__Zadanie do wykonania__
Przepisz poniższe rekordy w całości, zamieniając każde wystąpienie „straw hat” na „sun hat” i nie zmieniając niczego poza tym.

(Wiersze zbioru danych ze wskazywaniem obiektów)
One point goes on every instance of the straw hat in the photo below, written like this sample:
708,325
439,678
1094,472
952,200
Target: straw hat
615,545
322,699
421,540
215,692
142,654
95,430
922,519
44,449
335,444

__Odpowiedź do zadania__
One point goes on every instance of the sun hat in the photo below, written like this sample:
708,325
439,678
1094,472
952,200
Target: sun hat
615,545
322,699
421,540
215,692
142,654
95,430
922,519
44,449
335,444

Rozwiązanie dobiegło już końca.